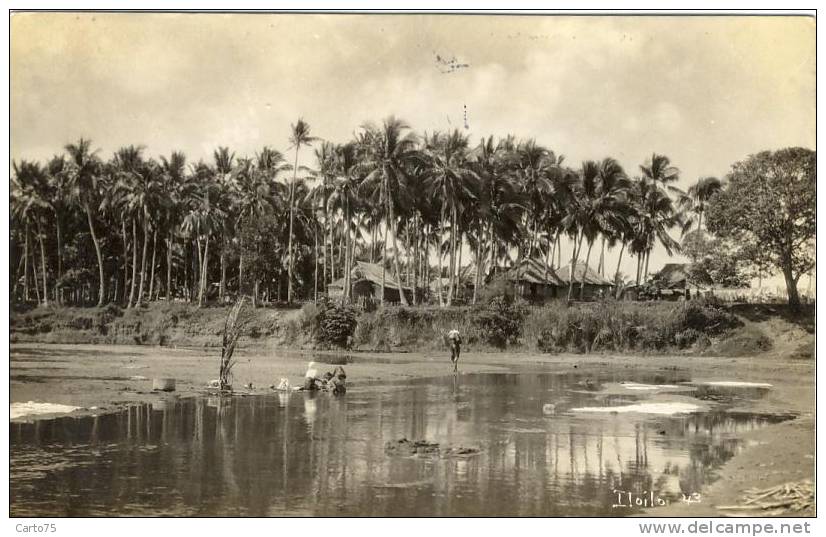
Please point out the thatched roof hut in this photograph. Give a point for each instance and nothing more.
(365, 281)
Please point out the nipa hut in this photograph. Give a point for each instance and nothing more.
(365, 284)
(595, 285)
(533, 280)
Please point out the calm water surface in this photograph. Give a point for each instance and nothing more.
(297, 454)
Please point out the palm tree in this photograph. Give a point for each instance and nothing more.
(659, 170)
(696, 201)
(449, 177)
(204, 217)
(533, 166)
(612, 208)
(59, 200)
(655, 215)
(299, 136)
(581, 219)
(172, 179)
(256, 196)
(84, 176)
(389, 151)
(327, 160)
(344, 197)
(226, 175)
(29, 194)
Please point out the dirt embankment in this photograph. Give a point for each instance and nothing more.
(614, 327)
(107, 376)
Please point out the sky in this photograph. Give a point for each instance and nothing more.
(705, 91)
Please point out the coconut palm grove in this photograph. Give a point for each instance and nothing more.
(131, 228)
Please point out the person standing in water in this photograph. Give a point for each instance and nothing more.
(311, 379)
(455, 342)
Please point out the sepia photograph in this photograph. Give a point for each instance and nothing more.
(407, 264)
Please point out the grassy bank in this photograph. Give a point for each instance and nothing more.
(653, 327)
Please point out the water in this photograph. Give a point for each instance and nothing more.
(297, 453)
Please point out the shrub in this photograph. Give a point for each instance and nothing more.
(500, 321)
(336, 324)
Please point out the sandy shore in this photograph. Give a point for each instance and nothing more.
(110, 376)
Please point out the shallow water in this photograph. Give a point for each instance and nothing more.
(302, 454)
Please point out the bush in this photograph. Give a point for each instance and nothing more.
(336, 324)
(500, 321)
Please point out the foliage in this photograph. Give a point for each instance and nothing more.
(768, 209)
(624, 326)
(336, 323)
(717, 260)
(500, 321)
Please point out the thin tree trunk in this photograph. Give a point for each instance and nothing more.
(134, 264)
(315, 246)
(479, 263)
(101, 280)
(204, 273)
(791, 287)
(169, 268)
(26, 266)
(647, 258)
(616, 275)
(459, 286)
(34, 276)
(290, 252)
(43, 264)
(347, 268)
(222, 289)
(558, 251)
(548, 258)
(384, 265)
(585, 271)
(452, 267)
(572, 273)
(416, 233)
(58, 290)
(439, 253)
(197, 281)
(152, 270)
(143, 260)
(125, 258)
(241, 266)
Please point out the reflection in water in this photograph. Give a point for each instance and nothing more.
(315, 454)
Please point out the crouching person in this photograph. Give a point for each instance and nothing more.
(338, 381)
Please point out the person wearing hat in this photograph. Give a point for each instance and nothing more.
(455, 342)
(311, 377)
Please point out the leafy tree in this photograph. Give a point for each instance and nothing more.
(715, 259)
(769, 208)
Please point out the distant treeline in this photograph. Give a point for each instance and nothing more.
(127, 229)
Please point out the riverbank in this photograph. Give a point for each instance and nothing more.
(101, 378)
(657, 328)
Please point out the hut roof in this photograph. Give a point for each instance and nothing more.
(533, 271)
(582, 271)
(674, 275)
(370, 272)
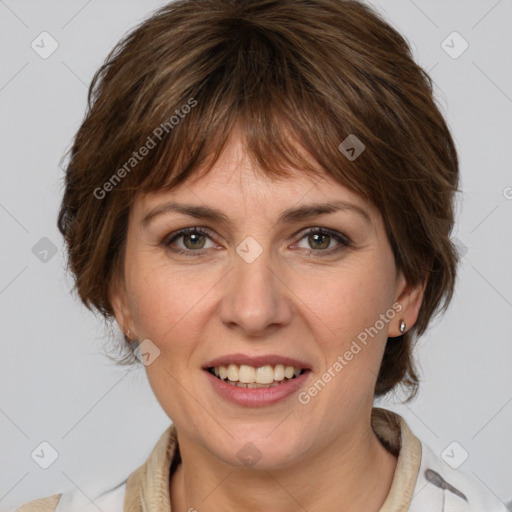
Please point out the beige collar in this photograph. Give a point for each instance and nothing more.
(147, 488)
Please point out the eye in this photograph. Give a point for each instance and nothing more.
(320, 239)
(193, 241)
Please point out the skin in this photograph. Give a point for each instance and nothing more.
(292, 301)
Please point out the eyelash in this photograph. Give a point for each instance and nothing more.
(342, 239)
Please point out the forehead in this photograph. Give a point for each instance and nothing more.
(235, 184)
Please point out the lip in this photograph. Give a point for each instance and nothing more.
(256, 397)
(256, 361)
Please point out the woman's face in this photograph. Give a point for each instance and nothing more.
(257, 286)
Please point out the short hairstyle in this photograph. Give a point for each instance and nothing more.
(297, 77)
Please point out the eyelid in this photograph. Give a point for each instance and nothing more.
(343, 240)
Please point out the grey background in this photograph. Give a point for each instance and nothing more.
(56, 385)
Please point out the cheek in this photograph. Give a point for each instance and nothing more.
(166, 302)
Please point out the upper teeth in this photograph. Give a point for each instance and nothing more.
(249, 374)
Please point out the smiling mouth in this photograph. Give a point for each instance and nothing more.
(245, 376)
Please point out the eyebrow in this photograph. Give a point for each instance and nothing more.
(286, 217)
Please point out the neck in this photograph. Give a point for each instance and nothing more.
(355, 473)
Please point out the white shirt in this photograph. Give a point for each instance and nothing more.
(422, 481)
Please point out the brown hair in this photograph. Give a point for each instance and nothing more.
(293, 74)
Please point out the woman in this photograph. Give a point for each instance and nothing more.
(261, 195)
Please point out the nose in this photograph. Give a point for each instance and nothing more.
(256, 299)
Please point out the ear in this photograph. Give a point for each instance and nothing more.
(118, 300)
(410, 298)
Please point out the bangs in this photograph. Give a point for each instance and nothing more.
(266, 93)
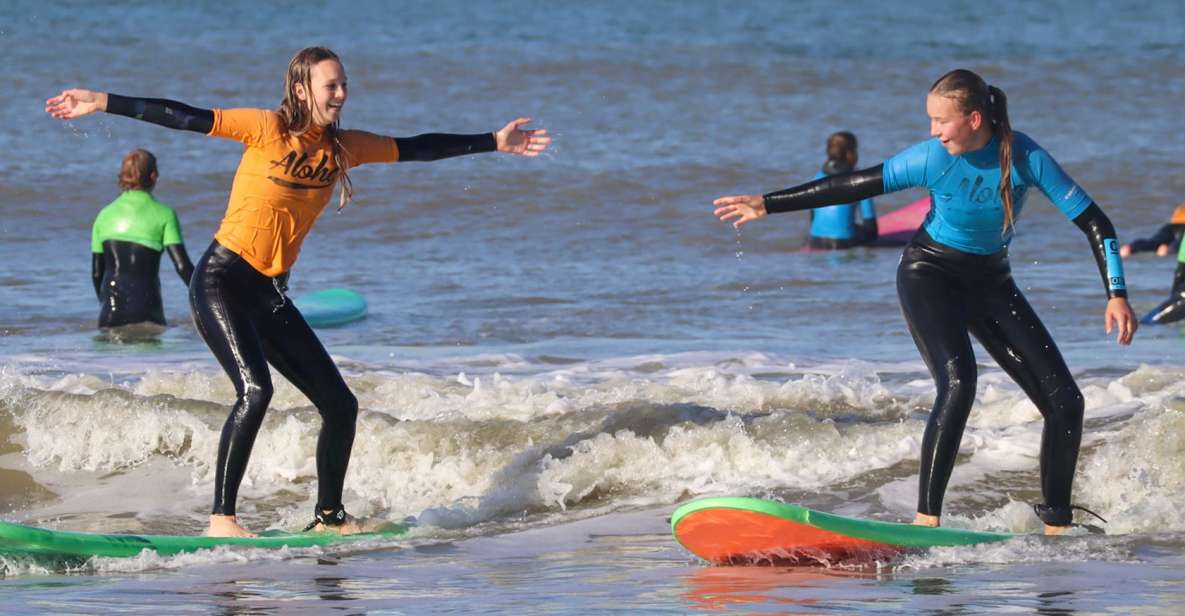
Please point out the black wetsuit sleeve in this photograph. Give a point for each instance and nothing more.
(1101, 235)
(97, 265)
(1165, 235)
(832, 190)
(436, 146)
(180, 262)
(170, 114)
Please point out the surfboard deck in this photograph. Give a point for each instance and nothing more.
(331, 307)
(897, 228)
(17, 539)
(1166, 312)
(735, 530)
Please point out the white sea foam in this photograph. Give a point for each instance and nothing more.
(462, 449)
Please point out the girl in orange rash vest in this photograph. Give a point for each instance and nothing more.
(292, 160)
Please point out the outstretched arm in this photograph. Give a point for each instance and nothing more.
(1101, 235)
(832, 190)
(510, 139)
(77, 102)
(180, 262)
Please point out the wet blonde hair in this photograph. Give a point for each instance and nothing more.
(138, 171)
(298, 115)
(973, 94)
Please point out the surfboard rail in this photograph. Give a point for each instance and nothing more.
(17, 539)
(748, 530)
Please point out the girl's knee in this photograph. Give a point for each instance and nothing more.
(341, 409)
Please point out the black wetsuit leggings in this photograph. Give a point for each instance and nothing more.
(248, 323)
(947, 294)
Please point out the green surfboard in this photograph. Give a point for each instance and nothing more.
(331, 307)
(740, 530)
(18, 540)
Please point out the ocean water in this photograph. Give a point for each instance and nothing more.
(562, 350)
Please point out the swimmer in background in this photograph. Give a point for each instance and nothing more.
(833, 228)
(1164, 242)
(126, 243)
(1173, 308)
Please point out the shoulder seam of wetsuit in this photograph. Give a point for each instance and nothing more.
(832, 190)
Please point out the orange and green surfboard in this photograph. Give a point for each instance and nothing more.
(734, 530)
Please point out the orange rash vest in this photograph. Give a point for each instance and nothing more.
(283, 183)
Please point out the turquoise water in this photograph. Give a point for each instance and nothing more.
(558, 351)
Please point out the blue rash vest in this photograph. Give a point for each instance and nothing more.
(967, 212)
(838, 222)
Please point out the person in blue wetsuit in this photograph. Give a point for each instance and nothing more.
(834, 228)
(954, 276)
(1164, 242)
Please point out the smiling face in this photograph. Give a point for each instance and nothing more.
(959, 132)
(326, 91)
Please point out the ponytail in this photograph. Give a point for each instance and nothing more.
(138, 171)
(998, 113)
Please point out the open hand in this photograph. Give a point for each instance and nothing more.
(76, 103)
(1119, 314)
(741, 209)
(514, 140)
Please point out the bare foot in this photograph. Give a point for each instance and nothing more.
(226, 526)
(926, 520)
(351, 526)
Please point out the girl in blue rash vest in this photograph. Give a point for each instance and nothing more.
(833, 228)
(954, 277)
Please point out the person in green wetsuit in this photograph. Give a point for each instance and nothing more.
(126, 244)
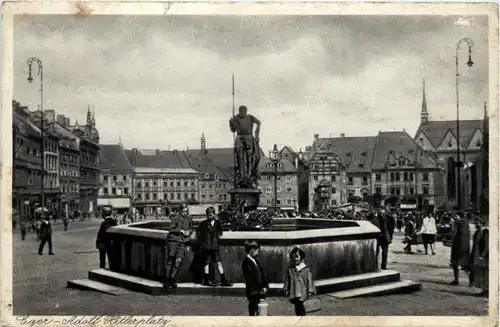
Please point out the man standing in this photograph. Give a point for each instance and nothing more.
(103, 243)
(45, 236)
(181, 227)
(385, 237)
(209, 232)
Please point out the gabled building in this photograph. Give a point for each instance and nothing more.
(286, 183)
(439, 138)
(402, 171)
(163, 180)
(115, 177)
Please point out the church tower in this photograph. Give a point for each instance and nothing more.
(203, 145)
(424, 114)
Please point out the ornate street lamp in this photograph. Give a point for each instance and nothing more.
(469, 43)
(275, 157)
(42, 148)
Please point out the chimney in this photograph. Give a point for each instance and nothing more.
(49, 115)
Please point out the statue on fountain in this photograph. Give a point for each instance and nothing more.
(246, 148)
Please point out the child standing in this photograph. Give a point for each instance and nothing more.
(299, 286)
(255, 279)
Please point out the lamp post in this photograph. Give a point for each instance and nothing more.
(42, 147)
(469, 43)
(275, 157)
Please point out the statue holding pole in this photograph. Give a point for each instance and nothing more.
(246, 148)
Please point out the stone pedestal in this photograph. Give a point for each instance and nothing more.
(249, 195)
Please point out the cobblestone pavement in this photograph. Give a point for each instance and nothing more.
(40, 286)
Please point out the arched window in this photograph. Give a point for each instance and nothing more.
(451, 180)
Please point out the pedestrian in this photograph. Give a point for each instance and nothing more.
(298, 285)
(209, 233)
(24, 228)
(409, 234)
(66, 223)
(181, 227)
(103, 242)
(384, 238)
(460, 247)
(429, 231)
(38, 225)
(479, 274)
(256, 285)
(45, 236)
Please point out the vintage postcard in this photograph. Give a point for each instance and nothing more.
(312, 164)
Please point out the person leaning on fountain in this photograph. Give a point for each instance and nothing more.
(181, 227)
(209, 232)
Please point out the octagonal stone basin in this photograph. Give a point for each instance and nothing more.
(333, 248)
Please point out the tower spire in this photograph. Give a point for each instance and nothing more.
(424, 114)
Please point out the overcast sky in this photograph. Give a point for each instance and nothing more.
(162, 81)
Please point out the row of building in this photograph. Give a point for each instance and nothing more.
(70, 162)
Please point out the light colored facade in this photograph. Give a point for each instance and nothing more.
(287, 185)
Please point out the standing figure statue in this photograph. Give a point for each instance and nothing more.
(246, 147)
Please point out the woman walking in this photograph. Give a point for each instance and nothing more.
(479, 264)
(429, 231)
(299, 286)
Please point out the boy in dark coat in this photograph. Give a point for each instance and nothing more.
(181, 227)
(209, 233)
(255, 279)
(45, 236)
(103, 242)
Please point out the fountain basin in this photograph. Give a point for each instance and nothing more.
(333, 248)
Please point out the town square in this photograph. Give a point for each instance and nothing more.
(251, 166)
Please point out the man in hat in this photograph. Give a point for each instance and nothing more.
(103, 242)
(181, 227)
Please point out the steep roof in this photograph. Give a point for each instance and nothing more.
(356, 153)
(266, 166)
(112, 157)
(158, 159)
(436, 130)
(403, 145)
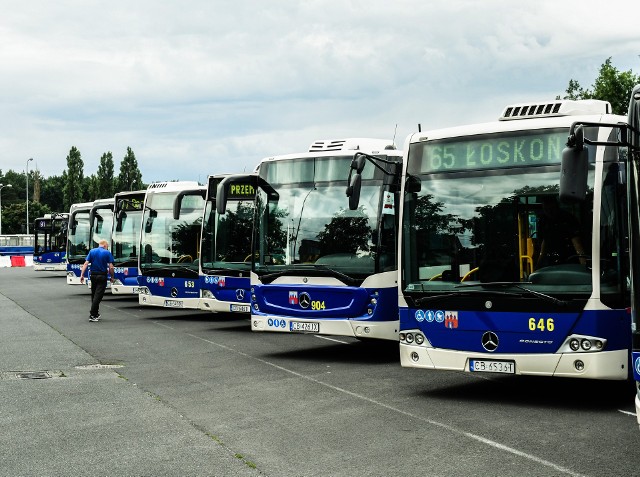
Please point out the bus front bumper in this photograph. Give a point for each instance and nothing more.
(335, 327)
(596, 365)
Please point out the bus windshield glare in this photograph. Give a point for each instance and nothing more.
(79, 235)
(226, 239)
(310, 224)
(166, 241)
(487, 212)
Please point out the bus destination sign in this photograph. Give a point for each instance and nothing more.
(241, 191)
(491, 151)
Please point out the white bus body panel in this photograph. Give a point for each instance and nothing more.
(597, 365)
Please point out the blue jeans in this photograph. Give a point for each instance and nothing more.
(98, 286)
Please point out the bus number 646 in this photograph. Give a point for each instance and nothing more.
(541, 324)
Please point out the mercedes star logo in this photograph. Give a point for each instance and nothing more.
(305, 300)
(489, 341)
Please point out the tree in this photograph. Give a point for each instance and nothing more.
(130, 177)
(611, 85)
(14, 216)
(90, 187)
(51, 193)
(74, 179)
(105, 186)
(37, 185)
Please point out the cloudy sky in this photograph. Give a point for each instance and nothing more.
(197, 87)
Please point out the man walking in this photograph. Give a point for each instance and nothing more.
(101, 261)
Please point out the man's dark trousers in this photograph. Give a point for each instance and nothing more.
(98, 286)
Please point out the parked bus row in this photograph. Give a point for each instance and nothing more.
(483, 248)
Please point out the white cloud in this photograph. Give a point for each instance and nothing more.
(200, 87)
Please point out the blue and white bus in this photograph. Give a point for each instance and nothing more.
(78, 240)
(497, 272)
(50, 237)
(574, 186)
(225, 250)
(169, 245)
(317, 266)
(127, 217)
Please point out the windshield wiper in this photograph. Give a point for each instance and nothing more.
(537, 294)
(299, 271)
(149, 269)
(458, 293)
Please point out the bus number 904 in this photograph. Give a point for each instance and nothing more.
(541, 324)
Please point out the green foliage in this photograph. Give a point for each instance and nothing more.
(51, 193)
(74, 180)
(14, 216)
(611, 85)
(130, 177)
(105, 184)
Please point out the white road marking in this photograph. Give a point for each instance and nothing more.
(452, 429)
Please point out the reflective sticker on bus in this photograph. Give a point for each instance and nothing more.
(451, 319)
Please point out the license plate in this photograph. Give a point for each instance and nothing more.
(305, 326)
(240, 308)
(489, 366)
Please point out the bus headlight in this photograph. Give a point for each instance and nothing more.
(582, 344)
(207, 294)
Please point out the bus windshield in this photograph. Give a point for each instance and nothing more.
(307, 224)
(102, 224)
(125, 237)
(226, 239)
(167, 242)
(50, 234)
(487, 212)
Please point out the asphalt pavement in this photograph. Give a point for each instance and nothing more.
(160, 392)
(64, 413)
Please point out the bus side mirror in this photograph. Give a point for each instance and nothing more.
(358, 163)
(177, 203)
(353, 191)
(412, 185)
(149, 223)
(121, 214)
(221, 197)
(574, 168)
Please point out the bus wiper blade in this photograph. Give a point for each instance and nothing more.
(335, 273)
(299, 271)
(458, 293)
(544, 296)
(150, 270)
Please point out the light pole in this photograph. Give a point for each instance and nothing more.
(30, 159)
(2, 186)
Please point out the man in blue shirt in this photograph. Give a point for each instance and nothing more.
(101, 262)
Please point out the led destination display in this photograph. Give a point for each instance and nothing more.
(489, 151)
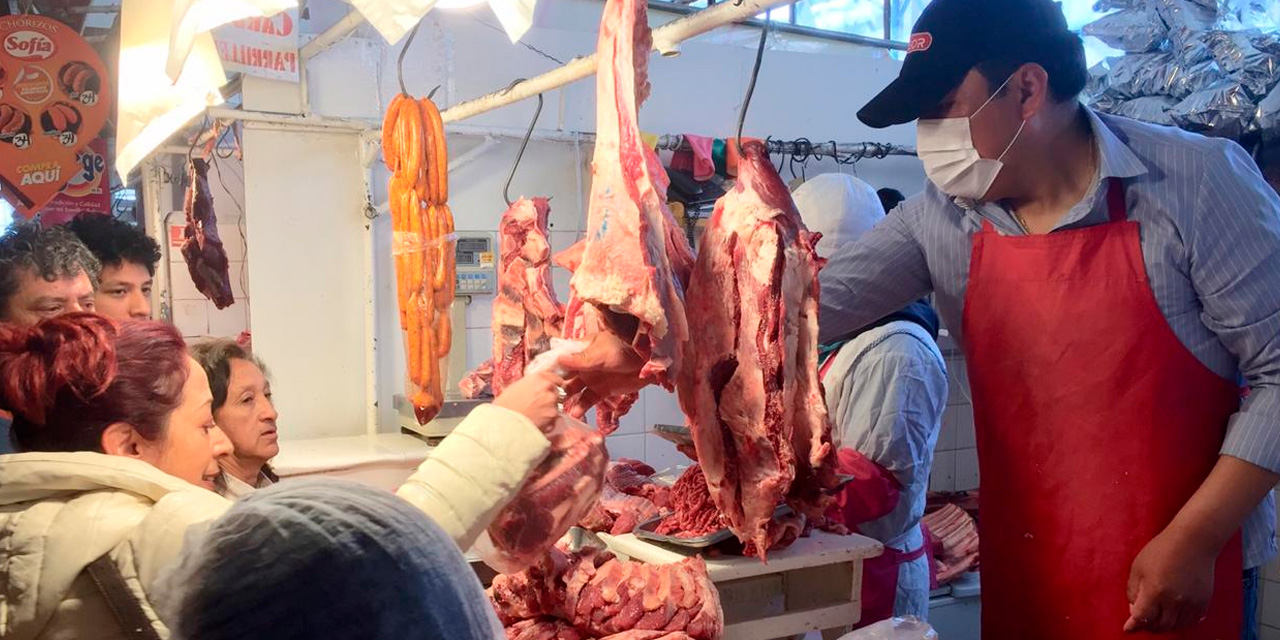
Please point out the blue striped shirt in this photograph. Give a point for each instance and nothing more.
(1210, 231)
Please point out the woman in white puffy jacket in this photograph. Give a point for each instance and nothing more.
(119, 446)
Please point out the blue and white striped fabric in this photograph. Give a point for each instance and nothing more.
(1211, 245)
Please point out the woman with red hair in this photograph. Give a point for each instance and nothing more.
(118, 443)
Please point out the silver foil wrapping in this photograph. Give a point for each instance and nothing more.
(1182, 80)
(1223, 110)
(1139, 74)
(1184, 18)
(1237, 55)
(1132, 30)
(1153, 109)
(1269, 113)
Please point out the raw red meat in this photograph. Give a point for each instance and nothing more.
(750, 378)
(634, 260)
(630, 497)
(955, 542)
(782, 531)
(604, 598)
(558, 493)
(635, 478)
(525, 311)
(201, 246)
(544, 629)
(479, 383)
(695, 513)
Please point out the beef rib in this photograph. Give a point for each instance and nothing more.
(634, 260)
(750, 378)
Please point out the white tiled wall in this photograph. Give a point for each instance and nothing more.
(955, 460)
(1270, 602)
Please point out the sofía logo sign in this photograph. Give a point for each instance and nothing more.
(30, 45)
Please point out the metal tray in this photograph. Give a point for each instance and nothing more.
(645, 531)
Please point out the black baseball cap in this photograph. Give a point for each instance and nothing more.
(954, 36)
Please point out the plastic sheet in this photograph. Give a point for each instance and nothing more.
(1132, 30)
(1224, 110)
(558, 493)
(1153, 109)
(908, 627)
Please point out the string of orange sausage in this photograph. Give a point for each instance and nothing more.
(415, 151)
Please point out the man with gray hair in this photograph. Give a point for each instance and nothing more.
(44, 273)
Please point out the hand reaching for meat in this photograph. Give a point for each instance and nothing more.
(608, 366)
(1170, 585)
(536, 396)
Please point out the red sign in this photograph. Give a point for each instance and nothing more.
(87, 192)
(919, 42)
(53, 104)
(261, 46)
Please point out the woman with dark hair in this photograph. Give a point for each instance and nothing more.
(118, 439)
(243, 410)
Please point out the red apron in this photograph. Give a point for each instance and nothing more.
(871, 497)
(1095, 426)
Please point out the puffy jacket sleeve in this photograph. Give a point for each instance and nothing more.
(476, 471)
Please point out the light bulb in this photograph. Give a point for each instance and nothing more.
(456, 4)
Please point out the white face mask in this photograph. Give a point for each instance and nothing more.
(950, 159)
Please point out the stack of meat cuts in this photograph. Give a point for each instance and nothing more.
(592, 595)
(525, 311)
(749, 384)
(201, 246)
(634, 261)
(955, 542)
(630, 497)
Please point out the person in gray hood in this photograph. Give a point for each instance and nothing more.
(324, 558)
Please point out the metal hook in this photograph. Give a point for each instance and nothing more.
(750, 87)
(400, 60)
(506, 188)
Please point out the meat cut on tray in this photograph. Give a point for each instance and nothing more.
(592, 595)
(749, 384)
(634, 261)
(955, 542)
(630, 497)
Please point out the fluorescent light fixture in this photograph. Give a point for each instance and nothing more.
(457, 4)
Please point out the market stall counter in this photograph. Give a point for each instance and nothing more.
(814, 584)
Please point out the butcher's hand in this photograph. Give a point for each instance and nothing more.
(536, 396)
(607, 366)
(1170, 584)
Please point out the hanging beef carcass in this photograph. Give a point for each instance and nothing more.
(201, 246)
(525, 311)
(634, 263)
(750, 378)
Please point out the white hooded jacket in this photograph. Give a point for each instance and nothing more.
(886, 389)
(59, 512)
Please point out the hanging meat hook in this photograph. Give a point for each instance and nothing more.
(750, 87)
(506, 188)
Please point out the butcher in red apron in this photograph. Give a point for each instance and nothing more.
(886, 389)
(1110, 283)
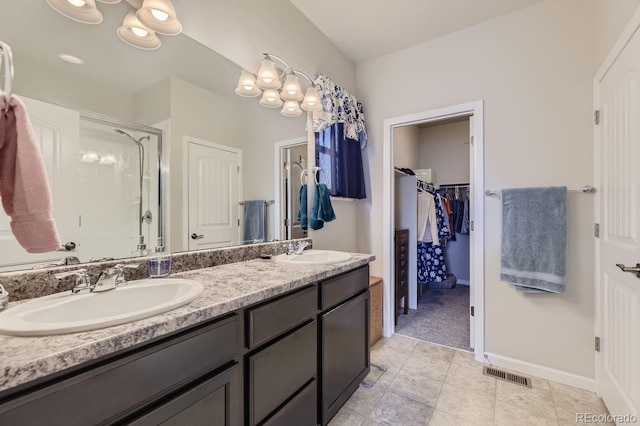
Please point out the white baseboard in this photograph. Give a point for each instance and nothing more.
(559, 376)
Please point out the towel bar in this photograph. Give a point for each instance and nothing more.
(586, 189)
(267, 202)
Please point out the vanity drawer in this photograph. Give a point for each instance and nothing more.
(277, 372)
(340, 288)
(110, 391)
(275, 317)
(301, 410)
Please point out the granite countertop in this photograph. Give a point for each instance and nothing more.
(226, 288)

────────────────────────────────────────

WHAT THIS TASK INVOLVES: Look above for the line containing "Please point out the white baseboard". From there to the final line of the entries, repeat every line exactly.

THE ANSWER:
Please point out the white baseboard in this photograph. Give a point for each instance and nothing more.
(559, 376)
Please point out the towel bar in this photograph. Give a point for each instance and nothing more.
(586, 189)
(267, 202)
Please point out the vanity drawer in this photograph. Give a point for each instance and nothing more.
(277, 372)
(340, 288)
(110, 391)
(275, 317)
(301, 410)
Please point out the granite countertop in this photograph. Give a point for each instance and nothing more.
(226, 288)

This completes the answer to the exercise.